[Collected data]

_ _ _

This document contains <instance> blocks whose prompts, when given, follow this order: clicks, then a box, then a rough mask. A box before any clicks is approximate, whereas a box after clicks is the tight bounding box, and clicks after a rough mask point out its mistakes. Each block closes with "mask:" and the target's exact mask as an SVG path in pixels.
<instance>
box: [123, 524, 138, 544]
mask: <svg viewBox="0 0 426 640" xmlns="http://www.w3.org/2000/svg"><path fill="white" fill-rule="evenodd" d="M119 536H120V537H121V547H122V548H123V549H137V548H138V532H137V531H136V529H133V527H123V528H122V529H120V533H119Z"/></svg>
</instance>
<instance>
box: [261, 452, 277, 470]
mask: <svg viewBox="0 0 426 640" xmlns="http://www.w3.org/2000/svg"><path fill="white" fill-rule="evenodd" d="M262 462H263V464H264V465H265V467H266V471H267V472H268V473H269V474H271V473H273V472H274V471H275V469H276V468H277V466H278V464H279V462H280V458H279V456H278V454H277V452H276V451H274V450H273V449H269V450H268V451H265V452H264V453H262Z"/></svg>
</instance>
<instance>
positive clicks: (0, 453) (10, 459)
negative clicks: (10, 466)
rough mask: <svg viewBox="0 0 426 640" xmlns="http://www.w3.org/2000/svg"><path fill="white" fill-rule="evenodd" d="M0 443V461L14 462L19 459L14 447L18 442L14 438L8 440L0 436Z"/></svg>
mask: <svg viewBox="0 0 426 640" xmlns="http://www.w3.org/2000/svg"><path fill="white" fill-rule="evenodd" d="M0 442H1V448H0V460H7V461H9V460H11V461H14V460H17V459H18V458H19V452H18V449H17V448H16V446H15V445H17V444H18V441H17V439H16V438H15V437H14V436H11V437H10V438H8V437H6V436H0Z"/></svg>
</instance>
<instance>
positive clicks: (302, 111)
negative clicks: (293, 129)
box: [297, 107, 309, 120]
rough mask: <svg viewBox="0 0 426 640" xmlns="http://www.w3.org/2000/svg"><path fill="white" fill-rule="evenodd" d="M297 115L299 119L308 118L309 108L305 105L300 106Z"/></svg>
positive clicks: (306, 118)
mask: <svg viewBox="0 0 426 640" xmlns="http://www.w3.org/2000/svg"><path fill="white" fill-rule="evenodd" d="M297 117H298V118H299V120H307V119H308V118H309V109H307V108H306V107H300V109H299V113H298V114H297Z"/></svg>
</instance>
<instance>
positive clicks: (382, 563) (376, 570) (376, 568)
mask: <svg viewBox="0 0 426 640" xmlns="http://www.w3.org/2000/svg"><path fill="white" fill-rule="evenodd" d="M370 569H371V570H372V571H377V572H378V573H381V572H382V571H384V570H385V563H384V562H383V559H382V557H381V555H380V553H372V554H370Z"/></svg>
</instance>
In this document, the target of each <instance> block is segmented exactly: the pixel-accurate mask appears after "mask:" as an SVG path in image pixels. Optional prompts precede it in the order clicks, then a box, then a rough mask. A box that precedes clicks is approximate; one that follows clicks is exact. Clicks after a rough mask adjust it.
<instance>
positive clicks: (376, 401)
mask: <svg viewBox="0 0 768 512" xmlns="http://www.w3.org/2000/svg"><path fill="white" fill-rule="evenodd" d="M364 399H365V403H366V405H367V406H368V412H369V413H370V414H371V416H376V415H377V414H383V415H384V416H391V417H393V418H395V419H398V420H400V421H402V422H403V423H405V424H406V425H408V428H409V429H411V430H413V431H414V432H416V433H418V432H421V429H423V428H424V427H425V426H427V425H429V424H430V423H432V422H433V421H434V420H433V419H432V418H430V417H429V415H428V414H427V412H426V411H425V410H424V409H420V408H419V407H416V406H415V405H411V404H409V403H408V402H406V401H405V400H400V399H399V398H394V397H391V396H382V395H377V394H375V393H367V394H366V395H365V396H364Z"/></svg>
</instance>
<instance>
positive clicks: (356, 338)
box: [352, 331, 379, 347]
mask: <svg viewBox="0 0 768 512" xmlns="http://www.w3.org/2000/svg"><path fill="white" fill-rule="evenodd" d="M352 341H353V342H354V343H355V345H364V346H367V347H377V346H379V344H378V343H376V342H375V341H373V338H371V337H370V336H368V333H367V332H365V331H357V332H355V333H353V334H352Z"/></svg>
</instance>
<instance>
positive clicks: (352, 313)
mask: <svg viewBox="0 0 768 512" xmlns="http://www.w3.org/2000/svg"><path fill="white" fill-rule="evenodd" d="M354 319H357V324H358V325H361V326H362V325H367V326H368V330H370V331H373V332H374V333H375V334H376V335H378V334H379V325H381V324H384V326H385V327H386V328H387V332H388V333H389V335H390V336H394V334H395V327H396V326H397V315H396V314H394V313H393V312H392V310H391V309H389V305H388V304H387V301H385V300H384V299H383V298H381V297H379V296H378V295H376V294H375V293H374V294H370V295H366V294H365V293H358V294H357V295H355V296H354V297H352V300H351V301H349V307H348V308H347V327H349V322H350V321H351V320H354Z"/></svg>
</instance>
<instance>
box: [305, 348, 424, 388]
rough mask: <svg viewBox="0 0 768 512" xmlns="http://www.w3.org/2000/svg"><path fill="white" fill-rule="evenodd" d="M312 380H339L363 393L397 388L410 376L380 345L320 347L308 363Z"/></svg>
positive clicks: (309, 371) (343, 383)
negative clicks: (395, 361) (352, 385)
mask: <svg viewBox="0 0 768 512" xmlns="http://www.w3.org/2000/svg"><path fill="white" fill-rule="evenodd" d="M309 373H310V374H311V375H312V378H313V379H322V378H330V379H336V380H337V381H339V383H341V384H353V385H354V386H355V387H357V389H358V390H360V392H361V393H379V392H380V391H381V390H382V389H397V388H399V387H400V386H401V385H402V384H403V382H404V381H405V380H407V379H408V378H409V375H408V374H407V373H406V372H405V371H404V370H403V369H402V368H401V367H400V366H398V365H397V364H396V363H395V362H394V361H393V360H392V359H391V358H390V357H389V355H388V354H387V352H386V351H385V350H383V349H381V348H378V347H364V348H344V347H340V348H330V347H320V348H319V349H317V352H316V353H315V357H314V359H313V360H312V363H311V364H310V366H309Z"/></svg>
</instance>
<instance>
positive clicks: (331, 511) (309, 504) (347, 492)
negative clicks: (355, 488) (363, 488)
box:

_ _ _

Your response must consist of the entries, reproduced exactly.

This document contains <instance> blocks whose prompts, when given, follow this order: clicks, then a box, then a rough mask. A box before any clicks is approximate, whereas a box after clicks is the tight bounding box, and clicks after a rough mask point out its mistakes. Each block closes with "mask:" and the target's exact mask as an SVG path in pixels.
<instance>
box: [123, 524, 138, 544]
mask: <svg viewBox="0 0 426 640" xmlns="http://www.w3.org/2000/svg"><path fill="white" fill-rule="evenodd" d="M119 536H120V537H121V547H122V548H123V549H137V548H138V532H137V531H136V529H133V527H123V528H122V529H120V533H119Z"/></svg>
</instance>
<instance>
box: [261, 452, 277, 470]
mask: <svg viewBox="0 0 426 640" xmlns="http://www.w3.org/2000/svg"><path fill="white" fill-rule="evenodd" d="M262 462H263V464H264V465H265V467H266V471H267V472H268V473H269V474H271V473H273V472H274V471H275V469H276V468H277V466H278V464H279V462H280V458H279V456H278V454H277V452H276V451H274V450H273V449H269V450H268V451H265V452H264V453H262Z"/></svg>
</instance>
<instance>
positive clicks: (0, 453) (10, 459)
negative clicks: (10, 466)
rough mask: <svg viewBox="0 0 426 640" xmlns="http://www.w3.org/2000/svg"><path fill="white" fill-rule="evenodd" d="M0 443V461L14 462L19 459L14 447L18 442L14 438L8 440L0 436Z"/></svg>
mask: <svg viewBox="0 0 426 640" xmlns="http://www.w3.org/2000/svg"><path fill="white" fill-rule="evenodd" d="M0 442H1V448H0V460H7V461H9V460H11V461H14V460H17V459H18V458H19V452H18V449H17V448H16V446H15V445H17V444H18V441H17V439H16V438H15V437H14V436H11V437H10V438H8V437H6V436H0Z"/></svg>
</instance>
<instance>
positive clicks: (302, 111)
negative clicks: (293, 129)
box: [297, 107, 309, 120]
rough mask: <svg viewBox="0 0 426 640" xmlns="http://www.w3.org/2000/svg"><path fill="white" fill-rule="evenodd" d="M297 115L299 119L308 118L309 108L305 105L300 106Z"/></svg>
positive clicks: (306, 118)
mask: <svg viewBox="0 0 426 640" xmlns="http://www.w3.org/2000/svg"><path fill="white" fill-rule="evenodd" d="M297 117H298V118H299V120H307V119H308V118H309V109H307V108H306V107H300V109H299V113H298V114H297Z"/></svg>
</instance>
<instance>
positive clicks: (382, 563) (376, 570) (376, 568)
mask: <svg viewBox="0 0 426 640" xmlns="http://www.w3.org/2000/svg"><path fill="white" fill-rule="evenodd" d="M370 569H371V570H372V571H377V572H378V573H381V572H382V571H384V570H385V563H384V562H383V559H382V557H381V555H380V553H372V554H370Z"/></svg>
</instance>
In this document, the target of each <instance> block is segmented exactly: the pixel-accurate mask appears after "mask:" as an SVG path in image pixels. Optional prompts precede it in the order clicks, then a box, then a rough mask. A box that precedes clicks is approximate; one that follows clicks is exact. Clicks after a rough mask adjust it.
<instance>
positive clicks: (376, 401)
mask: <svg viewBox="0 0 768 512" xmlns="http://www.w3.org/2000/svg"><path fill="white" fill-rule="evenodd" d="M364 399H365V403H366V405H367V406H368V412H369V413H370V414H371V416H376V415H377V414H383V415H384V416H391V417H393V418H395V419H398V420H400V421H402V422H403V423H405V424H406V425H408V428H409V429H411V430H413V431H414V432H416V433H418V432H421V429H423V428H424V427H425V426H427V425H429V424H430V423H432V422H433V421H434V420H433V419H432V418H430V417H429V415H428V414H427V412H426V411H425V410H424V409H420V408H419V407H416V406H415V405H411V404H409V403H408V402H406V401H405V400H400V399H399V398H394V397H391V396H382V395H377V394H375V393H367V394H366V395H365V396H364Z"/></svg>
</instance>
<instance>
positive clicks: (356, 338)
box: [352, 331, 379, 347]
mask: <svg viewBox="0 0 768 512" xmlns="http://www.w3.org/2000/svg"><path fill="white" fill-rule="evenodd" d="M352 341H353V342H354V343H355V345H364V346H367V347H377V346H379V344H378V343H376V342H375V341H373V338H371V337H370V336H368V333H367V332H365V331H357V332H355V333H353V334H352Z"/></svg>
</instance>
<instance>
positive clicks: (352, 313)
mask: <svg viewBox="0 0 768 512" xmlns="http://www.w3.org/2000/svg"><path fill="white" fill-rule="evenodd" d="M354 319H357V324H358V325H361V326H362V325H367V326H368V330H370V331H373V332H374V333H375V334H376V335H378V334H379V325H381V324H384V326H385V327H386V328H387V332H388V333H389V335H390V336H394V334H395V327H396V326H397V315H396V314H394V313H393V312H392V310H391V309H389V305H388V304H387V301H385V300H384V299H383V298H381V297H379V296H378V295H376V294H375V293H374V294H370V295H366V294H365V293H358V294H357V295H355V296H354V297H352V300H351V301H349V307H348V308H347V327H349V322H350V321H351V320H354Z"/></svg>
</instance>
<instance>
box: [305, 348, 424, 388]
rough mask: <svg viewBox="0 0 768 512" xmlns="http://www.w3.org/2000/svg"><path fill="white" fill-rule="evenodd" d="M312 380H339L363 393L397 388L410 376L380 345L320 347L308 363Z"/></svg>
positive clicks: (309, 371) (343, 383)
negative clicks: (395, 361) (352, 385)
mask: <svg viewBox="0 0 768 512" xmlns="http://www.w3.org/2000/svg"><path fill="white" fill-rule="evenodd" d="M309 373H310V374H311V375H312V378H313V379H322V378H330V379H336V380H337V381H339V383H341V384H353V385H354V386H355V387H357V389H358V390H360V392H361V393H379V392H380V391H381V390H382V389H397V388H399V387H400V386H401V385H402V384H403V382H404V381H405V380H407V379H408V378H409V375H408V374H407V373H406V372H405V371H404V370H403V369H402V368H401V367H400V366H398V365H397V364H396V363H395V362H394V361H393V360H392V359H391V358H390V357H389V355H388V354H387V352H386V351H385V350H383V349H381V348H378V347H364V348H344V347H340V348H330V347H320V348H319V349H317V352H316V353H315V357H314V359H313V360H312V363H311V364H310V366H309Z"/></svg>
</instance>
<instance>
positive clicks: (331, 511) (309, 504) (347, 492)
negative clicks: (355, 488) (363, 488)
box:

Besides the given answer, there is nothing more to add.